Records drawn from a dataset:

=== Begin Enclosure ===

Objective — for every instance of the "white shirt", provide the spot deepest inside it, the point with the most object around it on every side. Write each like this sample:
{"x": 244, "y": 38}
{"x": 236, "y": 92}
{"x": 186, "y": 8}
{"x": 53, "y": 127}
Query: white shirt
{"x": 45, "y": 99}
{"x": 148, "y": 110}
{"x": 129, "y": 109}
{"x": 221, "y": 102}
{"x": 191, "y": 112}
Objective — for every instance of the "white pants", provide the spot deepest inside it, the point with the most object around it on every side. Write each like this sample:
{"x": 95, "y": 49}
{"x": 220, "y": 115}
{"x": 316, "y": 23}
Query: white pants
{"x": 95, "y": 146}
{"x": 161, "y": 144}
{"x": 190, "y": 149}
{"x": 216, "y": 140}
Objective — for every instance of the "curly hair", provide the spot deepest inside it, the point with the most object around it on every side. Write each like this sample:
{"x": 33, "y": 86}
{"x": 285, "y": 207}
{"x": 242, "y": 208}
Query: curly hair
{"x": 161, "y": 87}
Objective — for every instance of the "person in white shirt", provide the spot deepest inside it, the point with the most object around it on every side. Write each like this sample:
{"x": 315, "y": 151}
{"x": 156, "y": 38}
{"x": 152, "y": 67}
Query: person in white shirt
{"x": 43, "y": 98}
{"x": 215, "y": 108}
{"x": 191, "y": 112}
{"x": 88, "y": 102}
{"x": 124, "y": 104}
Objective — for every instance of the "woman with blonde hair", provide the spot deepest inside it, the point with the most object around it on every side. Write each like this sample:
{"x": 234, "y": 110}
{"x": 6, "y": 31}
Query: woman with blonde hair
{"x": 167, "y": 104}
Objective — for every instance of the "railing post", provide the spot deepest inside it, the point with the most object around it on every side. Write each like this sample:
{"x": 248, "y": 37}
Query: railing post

=== End Enclosure ===

__Activity__: Pull every line with the word "railing" from the data.

__Task output__:
Objective — for every instance of the "railing post", provide the spot deepest inside it, the point with the most object around it on every side. Write each like this sample:
Query: railing post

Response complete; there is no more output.